### Problem to solve
Convert the material below into a JSON list of strings, one string per line, skipping blank lines. Leave the pictures out of the list.

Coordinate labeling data
════

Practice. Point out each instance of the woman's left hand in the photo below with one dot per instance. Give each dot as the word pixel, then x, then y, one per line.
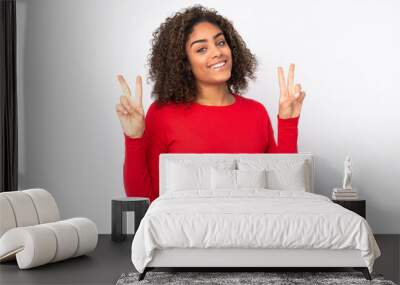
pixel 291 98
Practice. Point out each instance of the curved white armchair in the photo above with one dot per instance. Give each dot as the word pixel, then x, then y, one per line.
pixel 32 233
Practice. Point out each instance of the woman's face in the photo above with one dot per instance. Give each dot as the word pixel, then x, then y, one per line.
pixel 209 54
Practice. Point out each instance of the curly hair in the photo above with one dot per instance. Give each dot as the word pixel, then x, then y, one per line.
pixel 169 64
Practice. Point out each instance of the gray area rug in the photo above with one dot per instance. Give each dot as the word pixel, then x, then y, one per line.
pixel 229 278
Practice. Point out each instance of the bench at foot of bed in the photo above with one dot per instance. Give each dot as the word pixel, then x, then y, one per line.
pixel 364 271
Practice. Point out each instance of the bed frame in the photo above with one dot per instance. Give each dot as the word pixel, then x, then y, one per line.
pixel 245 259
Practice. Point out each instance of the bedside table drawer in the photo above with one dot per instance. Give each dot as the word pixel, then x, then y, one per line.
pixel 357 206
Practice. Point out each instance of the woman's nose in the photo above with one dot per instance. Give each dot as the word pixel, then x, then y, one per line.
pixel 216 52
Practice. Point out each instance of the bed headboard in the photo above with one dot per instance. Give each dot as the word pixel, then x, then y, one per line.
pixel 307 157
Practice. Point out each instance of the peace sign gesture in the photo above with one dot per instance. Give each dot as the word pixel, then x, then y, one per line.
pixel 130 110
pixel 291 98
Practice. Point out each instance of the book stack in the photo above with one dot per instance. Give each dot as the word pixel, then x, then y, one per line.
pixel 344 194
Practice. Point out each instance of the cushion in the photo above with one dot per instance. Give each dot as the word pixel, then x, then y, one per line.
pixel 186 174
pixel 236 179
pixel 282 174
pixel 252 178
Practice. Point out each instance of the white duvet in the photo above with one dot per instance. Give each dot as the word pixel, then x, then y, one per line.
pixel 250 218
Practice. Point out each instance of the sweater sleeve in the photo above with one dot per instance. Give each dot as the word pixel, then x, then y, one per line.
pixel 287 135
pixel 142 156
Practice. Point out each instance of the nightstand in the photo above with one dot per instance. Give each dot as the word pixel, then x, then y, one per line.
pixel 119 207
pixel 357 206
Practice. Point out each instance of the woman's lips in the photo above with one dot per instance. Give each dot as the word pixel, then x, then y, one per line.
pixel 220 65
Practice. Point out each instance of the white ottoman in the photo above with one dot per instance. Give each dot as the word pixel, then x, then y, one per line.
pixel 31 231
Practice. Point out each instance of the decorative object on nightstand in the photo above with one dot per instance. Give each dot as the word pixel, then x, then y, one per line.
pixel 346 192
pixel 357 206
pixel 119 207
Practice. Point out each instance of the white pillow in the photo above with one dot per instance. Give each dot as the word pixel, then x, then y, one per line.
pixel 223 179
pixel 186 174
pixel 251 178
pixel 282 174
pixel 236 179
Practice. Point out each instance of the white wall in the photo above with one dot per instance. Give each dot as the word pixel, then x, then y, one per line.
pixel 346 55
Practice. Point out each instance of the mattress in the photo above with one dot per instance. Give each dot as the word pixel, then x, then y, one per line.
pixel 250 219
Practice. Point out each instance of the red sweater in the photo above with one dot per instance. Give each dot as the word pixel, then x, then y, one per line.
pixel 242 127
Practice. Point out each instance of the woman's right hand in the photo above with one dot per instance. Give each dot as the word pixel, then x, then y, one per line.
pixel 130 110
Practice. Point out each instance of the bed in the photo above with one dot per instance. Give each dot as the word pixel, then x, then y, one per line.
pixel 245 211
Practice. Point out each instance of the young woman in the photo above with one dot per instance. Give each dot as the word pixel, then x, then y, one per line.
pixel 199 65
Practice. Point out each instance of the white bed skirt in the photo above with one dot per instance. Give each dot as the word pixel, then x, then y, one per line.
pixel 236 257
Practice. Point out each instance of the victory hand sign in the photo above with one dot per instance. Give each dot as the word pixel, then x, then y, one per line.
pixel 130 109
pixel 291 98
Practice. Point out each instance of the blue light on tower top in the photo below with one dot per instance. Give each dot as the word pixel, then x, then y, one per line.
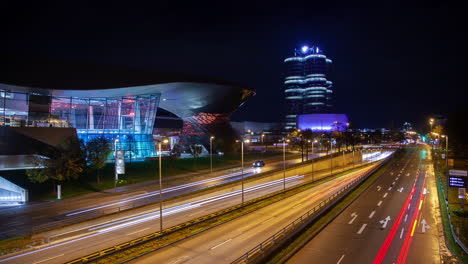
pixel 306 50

════

### Result for this task
[
  "Practice. Point out each instance of the woman's left hand in the photo below with one dot per instance. Give each dot as the word pixel, then x, then y, one per line.",
  "pixel 291 98",
  "Practice. Point out each instance of the curved white armchair in the photo above with one dot per instance. Give each dot as the word pixel, then x, then y, one per line.",
  "pixel 32 233",
  "Practice. Point out each instance of the woman's face in the photo above with one dot per instance. Give each dot as the word pixel, then x, then y, one per line.",
  "pixel 209 54",
  "Practice. Point out each instance of the curly hair in the photo above with one dot per instance. Give each dot as the word pixel, then x, then y, one per line.",
  "pixel 169 64",
  "Practice. Point out each instance of the gray area rug in the photo above with one dot per instance. Give each dot as the word pixel, then x, then y, one per line.",
  "pixel 229 278",
  "Practice. Point out each instance of the bench at foot of bed in the photo above with one dot per instance. Give each dot as the word pixel, then x, then y, one per line.",
  "pixel 364 271",
  "Practice. Point out each instance of the bed frame in the photo above with one dot per instance. Give each dot as the word pixel, then x, then y, one per line.",
  "pixel 245 259",
  "Practice. Point out each instance of the bedside table drawer in the photo above with one dot per instance. Give each dot as the word pixel, then x, then y, one per line.",
  "pixel 357 206",
  "Practice. Point out each instance of the woman's nose in the photo above with one dot per instance. Give each dot as the word pixel, then x, then y, one per line.",
  "pixel 216 52",
  "Practice. Point out each instance of the bed headboard in the photo above with one dot per instance. Give each dot as the word pixel, then x, then y, one per line.",
  "pixel 307 157",
  "Practice. Point out each instance of the peace sign gesture in the photo above with one dot per instance. Give each dot as the word pixel, then x, then y, one per line.",
  "pixel 130 110",
  "pixel 291 98",
  "Practice. Point out each instance of the book stack in the photo above with one dot per instance. Give each dot as the word pixel, then x, then y, one per line.",
  "pixel 344 194",
  "Practice. Point out each instance of the cushion in the photo above with one dot per instance. Give each dot as the word pixel, then x, then y, one per line.",
  "pixel 186 174",
  "pixel 236 179",
  "pixel 282 174",
  "pixel 252 178",
  "Practice. Point out each instance of the white duvet in the photo above with one dot per instance. Give each dot as the word pixel, then x, then y, one per line.",
  "pixel 250 218",
  "Practice. Point out each instance of the sweater sleeve in the photo above with one dot per instance. Give each dot as the word pixel, then x, then y, one per line.",
  "pixel 287 135",
  "pixel 142 156",
  "Practice. Point out each instance of the nightstand in the photo above with one dot per instance. Give each dot as the word pixel, then x, then y, one per line.",
  "pixel 119 207",
  "pixel 357 206",
  "Practice. Point out each instance of the woman's lips in the photo above with one dot per instance. Give each dot as the word pixel, then x, then y, one per line.",
  "pixel 220 65",
  "Practice. Point out each instance of the white ottoman in the photo above with one dot per instance. Give each dot as the word pixel, then x, then y, one per line.",
  "pixel 31 231",
  "Practice. Point out each instance of the decorative object on nightstand in the photo above with one dot per instance. Give each dot as the word pixel, then x, then y, one per line.",
  "pixel 346 192",
  "pixel 357 206",
  "pixel 119 207",
  "Practice. Point out each instance of the white pillow in the photo above with one dot per instance. Give each dot as the word pixel, then x, then y, one per line.",
  "pixel 223 179",
  "pixel 186 174",
  "pixel 251 178",
  "pixel 282 174",
  "pixel 236 179",
  "Practice. Point out each instance of the white wall in the photo above with one dot per instance. Give each dot as the word pixel, then x, then y, one per line.",
  "pixel 346 55",
  "Practice. Point out each instance of the mattress in the photo above with one dot per instance. Give each dot as the word pixel, then x, then y, one per line.",
  "pixel 250 219",
  "Practice. Point out each instance of the red sweater in the photo above with one dot per instance. Give each dot as the word pixel, then x, then y, one per line.",
  "pixel 242 127",
  "Practice. Point out each instance of the woman's right hand in the photo above with one dot per instance. Give each dot as the word pixel, then x, then y, one per line.",
  "pixel 130 110",
  "Practice. Point out each instance of the bed in the photo above with one dot per instance. Give each dot as the word pixel, then x, then y, one per line.",
  "pixel 245 211",
  "Practice. Point out each instance of the young woman in the photo above with one dot per instance. Give each dot as the word pixel, then x, then y, one per line.",
  "pixel 199 65",
  "Practice. Point out each instance of the white bed skirt in the photo above with one dot per instance. Give each dot as the word pixel, then x, then y, one per line.",
  "pixel 236 257",
  "Practice. Point out each instance of the victory hand sign in the photo above with one dot per instance. Give each dot as the word pixel, then x, then y, one per line.",
  "pixel 130 109",
  "pixel 291 98",
  "Practice. Point out each instance of the blue light on tower top in the photo below with one dot per instance. Give each dot as the word pixel, then x, then y, one per line.",
  "pixel 306 50"
]